*** Entries supplied

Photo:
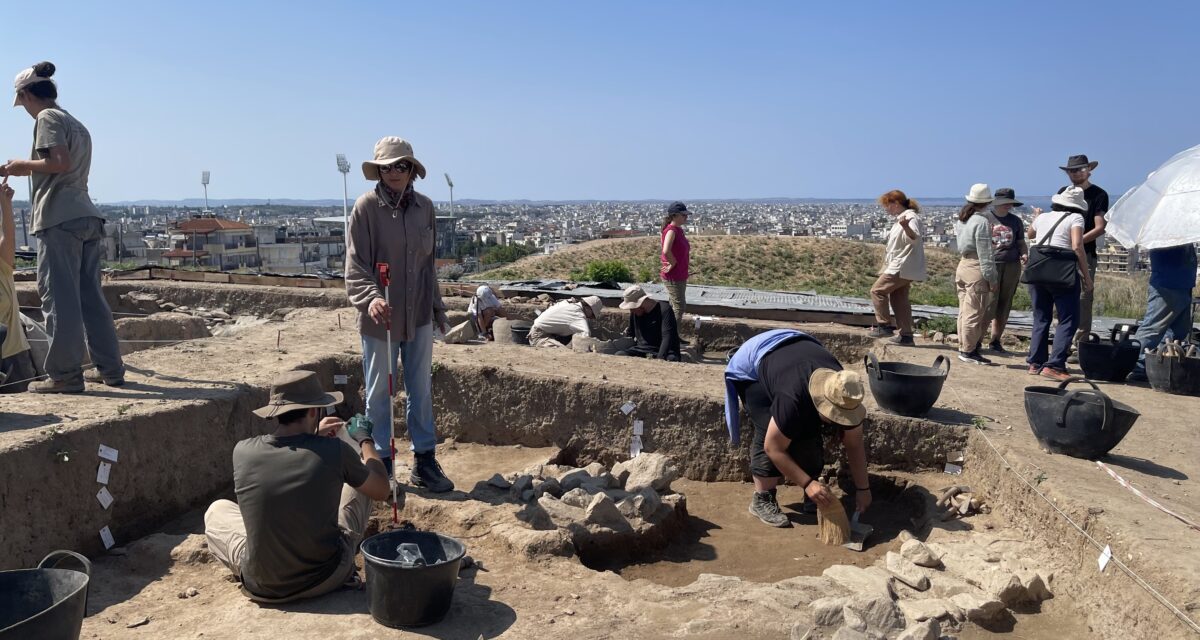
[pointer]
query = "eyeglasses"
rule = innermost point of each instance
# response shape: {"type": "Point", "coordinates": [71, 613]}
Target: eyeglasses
{"type": "Point", "coordinates": [400, 167]}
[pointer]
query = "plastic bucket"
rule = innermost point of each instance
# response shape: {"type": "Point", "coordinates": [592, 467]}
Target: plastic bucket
{"type": "Point", "coordinates": [411, 596]}
{"type": "Point", "coordinates": [46, 602]}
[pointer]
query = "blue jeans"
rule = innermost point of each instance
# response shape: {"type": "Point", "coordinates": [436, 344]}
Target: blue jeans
{"type": "Point", "coordinates": [1167, 310]}
{"type": "Point", "coordinates": [73, 301]}
{"type": "Point", "coordinates": [417, 360]}
{"type": "Point", "coordinates": [1045, 303]}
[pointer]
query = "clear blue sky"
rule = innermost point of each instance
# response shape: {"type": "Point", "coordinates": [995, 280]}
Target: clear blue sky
{"type": "Point", "coordinates": [619, 100]}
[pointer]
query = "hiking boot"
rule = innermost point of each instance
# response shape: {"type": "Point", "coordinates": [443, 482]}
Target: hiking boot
{"type": "Point", "coordinates": [57, 387]}
{"type": "Point", "coordinates": [427, 473]}
{"type": "Point", "coordinates": [765, 507]}
{"type": "Point", "coordinates": [881, 330]}
{"type": "Point", "coordinates": [93, 375]}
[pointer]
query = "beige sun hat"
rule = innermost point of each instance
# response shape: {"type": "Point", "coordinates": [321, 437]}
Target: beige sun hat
{"type": "Point", "coordinates": [979, 193]}
{"type": "Point", "coordinates": [390, 150]}
{"type": "Point", "coordinates": [838, 396]}
{"type": "Point", "coordinates": [297, 390]}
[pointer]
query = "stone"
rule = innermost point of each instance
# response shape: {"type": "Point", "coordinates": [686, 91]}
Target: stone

******

→ **What to do**: Write the material out again exactly as it appears, dropping the pictures.

→ **Reply**:
Photo:
[pointer]
query = "eyeglasses"
rule = innermost point of each instance
# response shape: {"type": "Point", "coordinates": [71, 613]}
Target: eyeglasses
{"type": "Point", "coordinates": [400, 167]}
[pointer]
query = "plastic bucket"
rule = innermost point of each instance
# response shape: {"type": "Point", "coordinates": [592, 467]}
Target: plastic bucket
{"type": "Point", "coordinates": [411, 596]}
{"type": "Point", "coordinates": [46, 602]}
[pointer]
query = "blue jeans"
rule = innermost point of each instance
# response shape: {"type": "Point", "coordinates": [436, 344]}
Target: blue jeans
{"type": "Point", "coordinates": [1167, 310]}
{"type": "Point", "coordinates": [73, 301]}
{"type": "Point", "coordinates": [417, 360]}
{"type": "Point", "coordinates": [1045, 303]}
[pointer]
query = "clear blue sky"
rule = innermost point of each instance
# response shape: {"type": "Point", "coordinates": [995, 280]}
Target: clear blue sky
{"type": "Point", "coordinates": [619, 100]}
[pointer]
query = "hiking boot"
rule = innermost point of each instance
# response shape: {"type": "Point", "coordinates": [443, 482]}
Target: hiking boot
{"type": "Point", "coordinates": [57, 387]}
{"type": "Point", "coordinates": [427, 473]}
{"type": "Point", "coordinates": [765, 507]}
{"type": "Point", "coordinates": [881, 330]}
{"type": "Point", "coordinates": [93, 375]}
[pointer]
query = "beige sun hat"
rule = innermost point of each instance
# response shape: {"type": "Point", "coordinates": [321, 437]}
Target: beige sun hat
{"type": "Point", "coordinates": [979, 193]}
{"type": "Point", "coordinates": [390, 150]}
{"type": "Point", "coordinates": [838, 396]}
{"type": "Point", "coordinates": [297, 390]}
[pointer]
query = "stone"
rule = innermost point of each instance
# response shape: {"type": "Point", "coordinates": [686, 91]}
Target: stone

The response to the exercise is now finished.